— Begin Quoted passage —

The following allegations comprised the basis for Kunzler's retaliation claim: (1) on January 26, 1998, one employee was removed from Kunzler's managerial oversight; (2) on February 4, 1998, Kunzler was unjustly criticized; (3) on February 9, 1998, Kunzler was denied compensation for actual travel expenses and instead given only a per diem amount, which was a departure from usual practice; (4) on February 10, 1998, Kunzler was unjustly criticized again; (5) on February 11, 1998, Kunzler was accused of trying to make the agency "look bad"; (6) on March 9, 1998, one of Kunzler's subordinates was reassigned to another supervisor without consulting him first; and (7) Kunzler was snubbed by Brimacombe, one of his superiors in the IRS hierarchy, at an IRS social event.

The IRS believes it was entitled to a directed verdict on Kunzler's retaliation claim, on the grounds that he suffered no legally cognizable adverse employment actions. It describes the alleged retaliatory events as "trivial events which are irrelevant, immaterial and permitting such matters to go to the jury only served to further prejudice the defendant." Motion at 26. Defendant attempted to make this point in its Fourth Motion in Limine, which the court recognized as an untimely dispositive motion. Assuming that there were adverse employment actions, it argues that the evidence does not support a $175,000 compensatory damages award. Reply at 17.

— End Quoted passage —

Reproduce word for word the portion of the passage about Kunzler's retaliation claim starting with "The following allegations" and going on through "IRS social event.". Rely solely on the passage about Kunzler's retaliation claim.

— Begin Data provided —

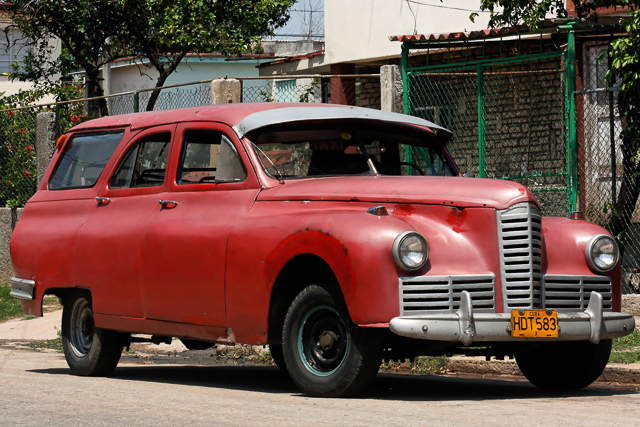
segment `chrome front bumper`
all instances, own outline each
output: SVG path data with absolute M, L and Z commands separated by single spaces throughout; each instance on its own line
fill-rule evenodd
M 558 338 L 522 338 L 511 336 L 510 313 L 473 313 L 469 292 L 462 291 L 460 308 L 455 313 L 434 313 L 415 317 L 396 317 L 389 322 L 391 332 L 408 338 L 434 341 L 590 341 L 629 335 L 635 319 L 627 313 L 603 312 L 602 295 L 592 292 L 585 311 L 558 313 Z

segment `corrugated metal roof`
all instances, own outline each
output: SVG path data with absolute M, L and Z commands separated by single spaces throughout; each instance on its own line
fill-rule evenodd
M 545 28 L 556 27 L 569 22 L 567 19 L 545 19 L 541 25 L 541 31 Z M 460 41 L 473 39 L 486 39 L 492 37 L 513 36 L 530 32 L 528 25 L 514 25 L 512 27 L 494 28 L 490 30 L 462 31 L 457 33 L 434 33 L 434 34 L 409 34 L 404 36 L 389 36 L 389 40 L 394 42 L 432 42 L 432 41 Z

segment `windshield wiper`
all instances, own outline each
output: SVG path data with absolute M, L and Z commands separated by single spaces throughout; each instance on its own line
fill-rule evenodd
M 375 165 L 373 164 L 373 160 L 371 160 L 371 156 L 369 156 L 369 152 L 367 151 L 365 146 L 359 142 L 358 148 L 360 148 L 360 151 L 362 151 L 362 154 L 364 154 L 364 158 L 367 159 L 367 166 L 369 166 L 369 170 L 371 171 L 371 173 L 376 176 L 380 175 Z

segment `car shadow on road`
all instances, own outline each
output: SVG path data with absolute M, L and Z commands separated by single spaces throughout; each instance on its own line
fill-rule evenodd
M 38 369 L 30 372 L 70 375 L 68 369 L 60 368 Z M 300 395 L 300 391 L 289 376 L 273 366 L 126 365 L 119 366 L 110 378 Z M 372 386 L 359 398 L 403 401 L 477 401 L 606 397 L 633 393 L 636 391 L 630 388 L 614 388 L 601 384 L 575 392 L 550 393 L 519 379 L 380 373 Z

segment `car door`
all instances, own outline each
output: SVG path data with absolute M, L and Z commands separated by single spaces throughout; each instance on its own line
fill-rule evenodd
M 251 209 L 259 185 L 228 126 L 185 123 L 177 135 L 143 252 L 145 316 L 226 326 L 229 230 Z
M 78 231 L 76 284 L 91 289 L 97 314 L 142 318 L 142 252 L 150 218 L 165 191 L 176 125 L 135 135 L 122 150 Z

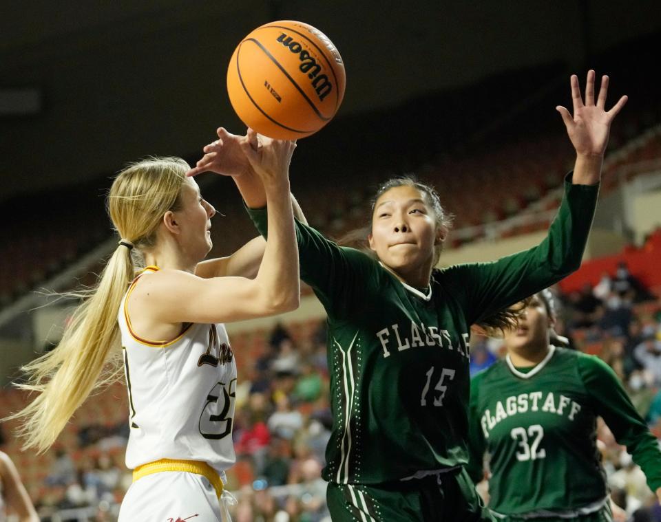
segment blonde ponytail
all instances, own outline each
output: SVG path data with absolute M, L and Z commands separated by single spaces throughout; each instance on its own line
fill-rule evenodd
M 179 158 L 149 158 L 129 166 L 115 178 L 108 210 L 123 244 L 115 249 L 96 287 L 83 298 L 52 351 L 23 367 L 28 375 L 19 388 L 34 400 L 8 419 L 22 424 L 23 448 L 48 450 L 92 391 L 123 376 L 117 314 L 135 275 L 127 244 L 144 252 L 156 241 L 165 212 L 176 210 L 188 164 Z

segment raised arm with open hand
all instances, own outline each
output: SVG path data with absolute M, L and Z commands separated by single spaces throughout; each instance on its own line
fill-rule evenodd
M 588 71 L 584 102 L 580 95 L 578 78 L 576 74 L 571 75 L 570 83 L 573 116 L 565 107 L 561 105 L 556 107 L 563 117 L 567 133 L 576 151 L 574 183 L 582 185 L 591 185 L 599 182 L 611 123 L 628 99 L 627 96 L 622 96 L 611 110 L 606 111 L 608 76 L 604 75 L 601 78 L 599 96 L 595 104 L 594 76 L 594 71 Z

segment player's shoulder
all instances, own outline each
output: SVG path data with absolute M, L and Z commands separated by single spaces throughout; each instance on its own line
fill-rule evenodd
M 487 384 L 490 382 L 500 379 L 503 371 L 506 370 L 506 362 L 504 359 L 499 359 L 488 368 L 480 370 L 470 379 L 471 386 L 479 387 L 480 385 Z

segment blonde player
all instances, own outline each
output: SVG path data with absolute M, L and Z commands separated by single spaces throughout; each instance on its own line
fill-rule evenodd
M 186 177 L 189 166 L 156 158 L 129 166 L 108 197 L 121 239 L 98 286 L 59 346 L 27 367 L 24 387 L 39 395 L 14 417 L 24 420 L 25 446 L 43 451 L 92 389 L 110 378 L 103 369 L 116 353 L 123 358 L 131 430 L 126 461 L 134 483 L 120 521 L 229 519 L 219 499 L 224 470 L 235 459 L 236 367 L 221 323 L 299 303 L 288 178 L 295 144 L 261 140 L 242 146 L 266 187 L 273 232 L 265 248 L 253 240 L 229 259 L 200 263 L 211 248 L 216 210 Z M 241 171 L 228 164 L 224 173 Z M 137 276 L 132 250 L 147 267 Z M 242 276 L 262 251 L 254 279 Z
M 16 466 L 9 455 L 0 451 L 0 521 L 6 519 L 6 505 L 16 513 L 20 522 L 39 522 Z

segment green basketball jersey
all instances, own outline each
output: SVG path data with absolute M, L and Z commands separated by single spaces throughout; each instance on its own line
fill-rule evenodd
M 532 369 L 509 359 L 471 383 L 469 470 L 482 477 L 490 456 L 490 508 L 503 514 L 597 510 L 608 491 L 596 446 L 604 418 L 647 475 L 661 486 L 658 442 L 615 373 L 598 358 L 551 347 Z
M 297 223 L 301 279 L 328 314 L 333 425 L 324 479 L 379 483 L 468 461 L 469 328 L 578 268 L 597 193 L 567 182 L 539 246 L 434 270 L 426 289 Z M 266 210 L 249 213 L 265 234 Z

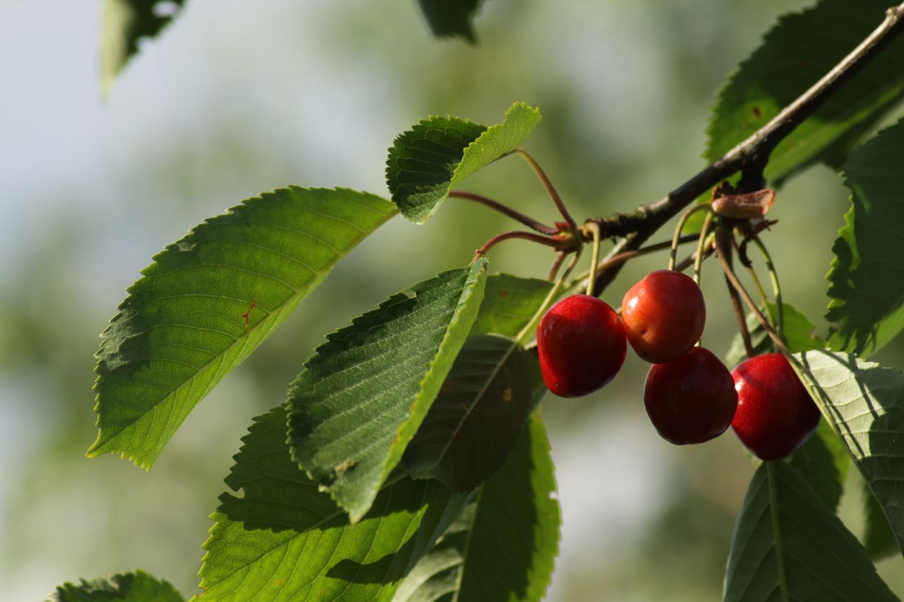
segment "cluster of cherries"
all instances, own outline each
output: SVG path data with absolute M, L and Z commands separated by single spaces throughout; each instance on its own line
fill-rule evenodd
M 537 328 L 546 386 L 560 397 L 593 392 L 615 378 L 627 343 L 651 362 L 644 406 L 676 445 L 702 443 L 730 426 L 755 456 L 777 460 L 797 449 L 819 409 L 781 353 L 749 358 L 730 372 L 699 345 L 706 321 L 700 287 L 673 270 L 648 274 L 625 295 L 622 315 L 589 295 L 553 306 Z

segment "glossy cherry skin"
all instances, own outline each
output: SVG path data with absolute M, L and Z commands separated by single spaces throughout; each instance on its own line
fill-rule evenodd
M 552 306 L 537 326 L 540 371 L 560 397 L 592 393 L 615 378 L 627 342 L 621 319 L 606 302 L 572 295 Z
M 628 343 L 641 359 L 672 362 L 703 334 L 703 294 L 693 278 L 681 272 L 651 272 L 625 294 L 622 322 Z
M 709 350 L 693 347 L 677 360 L 650 366 L 644 407 L 663 438 L 683 446 L 724 433 L 738 394 L 725 364 Z
M 764 353 L 731 371 L 738 412 L 731 428 L 761 460 L 780 460 L 804 445 L 819 424 L 819 409 L 781 353 Z

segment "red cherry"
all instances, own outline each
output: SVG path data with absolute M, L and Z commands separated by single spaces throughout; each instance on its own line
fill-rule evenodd
M 804 445 L 819 424 L 819 409 L 781 353 L 764 353 L 731 371 L 738 412 L 731 428 L 761 460 L 779 460 Z
M 560 397 L 592 393 L 615 378 L 627 343 L 618 315 L 604 301 L 572 295 L 552 306 L 537 326 L 543 382 Z
M 729 369 L 693 347 L 677 360 L 650 366 L 644 407 L 663 438 L 683 446 L 719 437 L 731 424 L 738 394 Z
M 631 287 L 622 301 L 625 334 L 637 355 L 652 363 L 672 362 L 703 334 L 706 304 L 689 276 L 659 269 Z

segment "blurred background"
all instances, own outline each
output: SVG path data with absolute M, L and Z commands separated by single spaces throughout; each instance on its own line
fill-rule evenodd
M 190 0 L 99 95 L 100 0 L 0 0 L 0 583 L 38 600 L 79 577 L 146 569 L 196 590 L 208 515 L 251 417 L 285 399 L 324 335 L 388 295 L 466 263 L 510 224 L 449 201 L 427 225 L 396 218 L 334 270 L 286 325 L 191 414 L 149 473 L 94 440 L 99 333 L 153 254 L 205 217 L 288 183 L 388 194 L 386 149 L 419 118 L 494 124 L 515 100 L 543 120 L 525 146 L 579 219 L 660 198 L 702 167 L 709 108 L 777 15 L 799 0 L 489 0 L 480 44 L 431 38 L 413 0 Z M 526 165 L 465 187 L 546 221 Z M 848 206 L 840 179 L 792 181 L 767 235 L 786 299 L 824 333 L 824 275 Z M 657 239 L 666 239 L 671 229 Z M 545 276 L 522 241 L 494 270 Z M 632 262 L 622 295 L 665 255 Z M 707 265 L 706 344 L 735 332 Z M 904 367 L 904 345 L 877 360 Z M 718 599 L 734 517 L 755 466 L 733 435 L 660 439 L 629 353 L 602 391 L 542 411 L 564 524 L 548 599 Z M 854 471 L 852 471 L 853 474 Z M 852 479 L 857 478 L 855 475 Z M 862 503 L 849 486 L 843 518 Z M 904 593 L 900 559 L 879 565 Z

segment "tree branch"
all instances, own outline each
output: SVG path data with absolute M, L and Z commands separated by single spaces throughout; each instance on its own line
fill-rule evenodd
M 750 176 L 761 178 L 762 169 L 775 147 L 904 30 L 904 4 L 890 8 L 885 15 L 885 21 L 819 81 L 720 159 L 655 202 L 642 205 L 630 213 L 594 220 L 599 224 L 604 238 L 625 237 L 611 249 L 609 256 L 639 249 L 694 199 L 738 171 L 743 170 Z M 597 294 L 612 282 L 622 265 L 613 265 L 597 275 L 594 287 Z

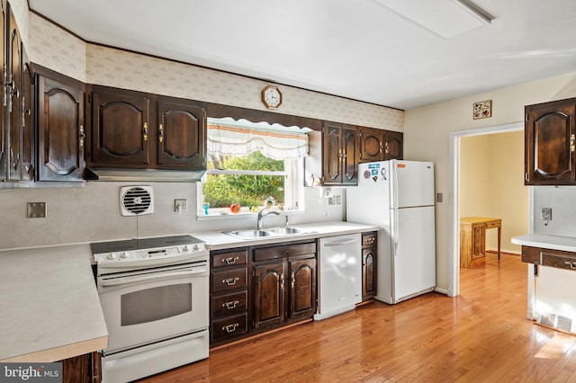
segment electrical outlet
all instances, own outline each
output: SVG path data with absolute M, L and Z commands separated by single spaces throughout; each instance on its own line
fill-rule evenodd
M 552 220 L 552 208 L 542 208 L 540 210 L 540 219 L 543 221 Z
M 46 218 L 46 202 L 28 202 L 26 204 L 26 217 L 29 218 Z
M 188 203 L 186 200 L 174 200 L 174 211 L 182 213 L 188 211 Z

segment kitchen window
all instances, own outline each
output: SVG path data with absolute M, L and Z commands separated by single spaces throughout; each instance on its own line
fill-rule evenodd
M 208 170 L 199 183 L 199 216 L 256 213 L 267 203 L 302 209 L 310 130 L 209 118 Z

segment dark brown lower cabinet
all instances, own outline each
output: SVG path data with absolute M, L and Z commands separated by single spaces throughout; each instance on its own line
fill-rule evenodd
M 316 242 L 254 250 L 254 328 L 312 317 L 316 312 Z
M 316 313 L 316 240 L 211 252 L 211 267 L 212 347 Z
M 211 253 L 210 342 L 217 345 L 248 332 L 248 249 Z
M 376 295 L 376 254 L 378 254 L 378 235 L 362 235 L 362 300 L 368 300 Z
M 94 352 L 60 361 L 62 382 L 99 383 L 102 381 L 100 358 L 100 352 Z

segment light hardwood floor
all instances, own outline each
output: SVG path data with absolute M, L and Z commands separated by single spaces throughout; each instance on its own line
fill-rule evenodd
M 489 254 L 461 295 L 372 302 L 231 346 L 146 382 L 576 382 L 576 336 L 526 318 L 526 265 Z

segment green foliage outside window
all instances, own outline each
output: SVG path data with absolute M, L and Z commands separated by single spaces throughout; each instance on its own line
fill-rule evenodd
M 209 169 L 284 171 L 284 162 L 268 158 L 260 152 L 237 157 L 211 154 Z M 203 184 L 204 202 L 211 208 L 239 203 L 244 207 L 264 205 L 268 196 L 276 203 L 284 200 L 284 175 L 208 174 Z

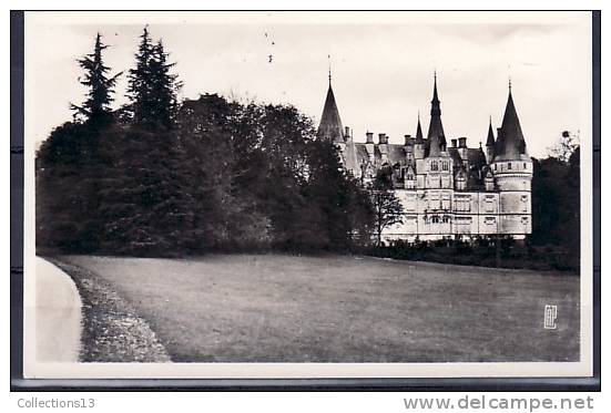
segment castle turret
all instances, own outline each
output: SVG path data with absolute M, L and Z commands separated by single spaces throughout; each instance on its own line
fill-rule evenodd
M 432 100 L 430 101 L 430 123 L 428 125 L 428 154 L 426 154 L 426 187 L 452 188 L 452 158 L 448 153 L 444 125 L 441 123 L 441 107 L 437 93 L 437 73 L 435 73 Z
M 446 134 L 441 123 L 441 106 L 437 93 L 437 73 L 434 76 L 432 100 L 430 101 L 430 123 L 428 125 L 428 156 L 448 156 L 444 154 L 447 151 Z
M 527 153 L 520 120 L 513 104 L 511 83 L 491 167 L 499 190 L 499 233 L 523 238 L 532 230 L 532 162 Z
M 425 138 L 422 136 L 422 126 L 420 126 L 420 114 L 418 114 L 418 127 L 416 128 L 416 140 L 414 141 L 414 157 L 416 159 L 425 157 Z
M 488 124 L 488 137 L 486 138 L 486 163 L 490 164 L 495 157 L 495 132 L 492 130 L 492 116 L 490 116 L 490 123 Z
M 335 143 L 344 143 L 344 127 L 342 126 L 342 118 L 339 117 L 339 111 L 335 103 L 335 95 L 330 84 L 329 73 L 329 89 L 327 90 L 327 99 L 325 100 L 325 107 L 323 109 L 323 116 L 320 116 L 320 124 L 318 125 L 318 138 L 327 140 Z

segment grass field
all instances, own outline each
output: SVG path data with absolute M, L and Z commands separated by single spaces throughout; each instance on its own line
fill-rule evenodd
M 579 360 L 576 276 L 347 256 L 62 260 L 112 286 L 176 362 Z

— End Data provided —

In response
The following allegations comprised the basis for Kunzler's retaliation claim: (1) on January 26, 1998, one employee was removed from Kunzler's managerial oversight; (2) on February 4, 1998, Kunzler was unjustly criticized; (3) on February 9, 1998, Kunzler was denied compensation for actual travel expenses and instead given only a per diem amount, which was a departure from usual practice; (4) on February 10, 1998, Kunzler was unjustly criticized again; (5) on February 11, 1998, Kunzler was accused of trying to make the agency "look bad"; (6) on March 9, 1998, one of Kunzler's subordinates was reassigned to another supervisor without consulting him first; and (7) Kunzler was snubbed by Brimacombe, one of his superiors in the IRS hierarchy, at an IRS social event.